(What is being asked) Reproduce nothing but the closing run of lines: the line with "point(67, 973)" and each line that follows it to the end of the data.

(Collected data entries)
☆ ☆ ☆ ☆ ☆
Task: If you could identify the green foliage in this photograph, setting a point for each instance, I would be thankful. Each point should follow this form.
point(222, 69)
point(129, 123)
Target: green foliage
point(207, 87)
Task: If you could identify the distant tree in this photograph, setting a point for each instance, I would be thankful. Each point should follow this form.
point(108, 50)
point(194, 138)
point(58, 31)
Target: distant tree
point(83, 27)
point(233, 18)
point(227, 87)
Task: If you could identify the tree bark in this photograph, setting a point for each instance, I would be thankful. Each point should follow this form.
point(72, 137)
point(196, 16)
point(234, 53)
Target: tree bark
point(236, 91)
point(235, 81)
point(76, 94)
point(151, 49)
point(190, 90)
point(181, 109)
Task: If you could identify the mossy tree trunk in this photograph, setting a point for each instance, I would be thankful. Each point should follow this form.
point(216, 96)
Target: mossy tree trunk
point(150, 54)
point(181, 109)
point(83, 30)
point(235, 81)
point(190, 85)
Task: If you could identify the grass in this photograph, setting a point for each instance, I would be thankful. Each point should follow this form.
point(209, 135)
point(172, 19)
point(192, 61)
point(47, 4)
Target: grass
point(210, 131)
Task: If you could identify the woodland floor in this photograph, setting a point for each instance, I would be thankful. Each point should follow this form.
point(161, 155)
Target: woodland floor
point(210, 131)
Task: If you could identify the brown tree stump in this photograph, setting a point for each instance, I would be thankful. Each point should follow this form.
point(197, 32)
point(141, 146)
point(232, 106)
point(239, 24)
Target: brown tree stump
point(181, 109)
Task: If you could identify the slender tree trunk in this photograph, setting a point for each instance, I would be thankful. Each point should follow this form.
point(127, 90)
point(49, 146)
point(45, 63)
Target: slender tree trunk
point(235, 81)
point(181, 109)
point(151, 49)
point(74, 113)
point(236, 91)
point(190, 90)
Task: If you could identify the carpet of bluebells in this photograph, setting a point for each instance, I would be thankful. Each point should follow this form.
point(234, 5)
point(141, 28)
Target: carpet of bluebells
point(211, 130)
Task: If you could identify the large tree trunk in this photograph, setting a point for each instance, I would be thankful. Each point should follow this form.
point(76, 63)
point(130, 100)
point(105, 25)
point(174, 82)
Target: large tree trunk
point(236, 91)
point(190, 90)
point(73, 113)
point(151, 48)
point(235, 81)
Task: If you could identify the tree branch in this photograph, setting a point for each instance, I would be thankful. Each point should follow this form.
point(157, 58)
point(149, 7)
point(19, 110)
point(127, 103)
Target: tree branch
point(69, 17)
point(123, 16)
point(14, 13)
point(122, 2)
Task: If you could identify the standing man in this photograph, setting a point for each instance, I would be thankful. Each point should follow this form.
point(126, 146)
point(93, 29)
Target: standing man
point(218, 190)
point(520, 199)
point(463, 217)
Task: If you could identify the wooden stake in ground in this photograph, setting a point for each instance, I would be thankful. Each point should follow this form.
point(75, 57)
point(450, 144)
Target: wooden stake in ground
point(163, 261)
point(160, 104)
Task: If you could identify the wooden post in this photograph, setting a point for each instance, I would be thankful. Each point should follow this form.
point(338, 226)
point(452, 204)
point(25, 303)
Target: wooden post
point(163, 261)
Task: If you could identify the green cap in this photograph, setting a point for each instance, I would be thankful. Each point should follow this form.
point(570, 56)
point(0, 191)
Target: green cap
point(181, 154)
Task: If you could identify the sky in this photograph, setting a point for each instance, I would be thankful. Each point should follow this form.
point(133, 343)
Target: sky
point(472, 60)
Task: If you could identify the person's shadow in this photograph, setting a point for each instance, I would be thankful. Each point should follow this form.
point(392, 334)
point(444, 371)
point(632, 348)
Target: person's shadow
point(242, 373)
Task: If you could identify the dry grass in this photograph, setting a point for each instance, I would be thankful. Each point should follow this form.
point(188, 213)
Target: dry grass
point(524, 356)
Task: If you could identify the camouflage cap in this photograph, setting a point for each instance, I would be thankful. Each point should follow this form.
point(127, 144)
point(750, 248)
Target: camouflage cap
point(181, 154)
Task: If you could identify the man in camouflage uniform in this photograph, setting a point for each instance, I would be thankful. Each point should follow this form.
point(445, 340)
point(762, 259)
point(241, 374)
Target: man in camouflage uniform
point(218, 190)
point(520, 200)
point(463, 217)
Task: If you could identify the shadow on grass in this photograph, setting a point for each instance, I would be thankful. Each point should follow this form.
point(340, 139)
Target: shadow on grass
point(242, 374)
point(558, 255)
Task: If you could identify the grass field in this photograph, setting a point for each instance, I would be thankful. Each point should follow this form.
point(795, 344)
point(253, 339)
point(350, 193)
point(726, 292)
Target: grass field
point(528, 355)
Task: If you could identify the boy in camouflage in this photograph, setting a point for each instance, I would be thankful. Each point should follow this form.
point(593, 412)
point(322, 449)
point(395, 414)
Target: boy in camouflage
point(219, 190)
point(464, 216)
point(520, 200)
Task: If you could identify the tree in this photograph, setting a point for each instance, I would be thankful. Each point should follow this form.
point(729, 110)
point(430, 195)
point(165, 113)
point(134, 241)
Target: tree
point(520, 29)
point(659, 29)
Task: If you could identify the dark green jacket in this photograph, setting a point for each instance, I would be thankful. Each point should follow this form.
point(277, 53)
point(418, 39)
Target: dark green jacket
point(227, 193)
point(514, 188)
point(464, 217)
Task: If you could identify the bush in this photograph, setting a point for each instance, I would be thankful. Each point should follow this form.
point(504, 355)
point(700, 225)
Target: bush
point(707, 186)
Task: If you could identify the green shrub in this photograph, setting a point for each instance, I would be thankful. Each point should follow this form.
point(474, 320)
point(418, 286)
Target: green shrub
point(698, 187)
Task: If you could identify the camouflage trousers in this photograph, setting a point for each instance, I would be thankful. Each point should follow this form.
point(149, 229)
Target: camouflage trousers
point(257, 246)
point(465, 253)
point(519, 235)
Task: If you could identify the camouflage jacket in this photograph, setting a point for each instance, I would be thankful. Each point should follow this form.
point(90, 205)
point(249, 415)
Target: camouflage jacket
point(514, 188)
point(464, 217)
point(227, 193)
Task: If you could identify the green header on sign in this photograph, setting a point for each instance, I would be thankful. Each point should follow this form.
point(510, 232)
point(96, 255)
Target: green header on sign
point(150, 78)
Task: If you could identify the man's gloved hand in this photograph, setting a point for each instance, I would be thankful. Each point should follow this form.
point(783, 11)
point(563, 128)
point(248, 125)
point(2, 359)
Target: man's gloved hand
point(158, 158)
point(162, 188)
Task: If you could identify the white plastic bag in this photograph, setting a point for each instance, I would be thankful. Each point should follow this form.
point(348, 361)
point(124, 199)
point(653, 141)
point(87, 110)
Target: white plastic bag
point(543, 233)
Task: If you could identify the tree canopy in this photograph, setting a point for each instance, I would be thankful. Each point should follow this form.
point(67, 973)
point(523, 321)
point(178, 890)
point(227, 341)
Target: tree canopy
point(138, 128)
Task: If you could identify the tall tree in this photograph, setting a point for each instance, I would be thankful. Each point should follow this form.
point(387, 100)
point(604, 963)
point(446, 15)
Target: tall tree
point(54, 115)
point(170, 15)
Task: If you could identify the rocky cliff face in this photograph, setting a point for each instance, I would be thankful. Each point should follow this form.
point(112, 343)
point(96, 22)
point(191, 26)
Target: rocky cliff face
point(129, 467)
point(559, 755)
☆ ☆ ☆ ☆ ☆
(Finished task)
point(67, 973)
point(523, 321)
point(178, 890)
point(227, 341)
Target: tree canopy
point(138, 128)
Task: If you could identify the tall tree in this photograph, setting a point for each instance, I would be thankful. Each point should follow this form.
point(387, 100)
point(604, 963)
point(446, 15)
Target: tall tree
point(54, 115)
point(170, 15)
Task: If you could identify the rocky cliff face in this photograph, setting a point for each instance, I would be thankful. Each point should follow this form.
point(112, 343)
point(96, 22)
point(191, 26)
Target: rocky cliff face
point(129, 467)
point(559, 755)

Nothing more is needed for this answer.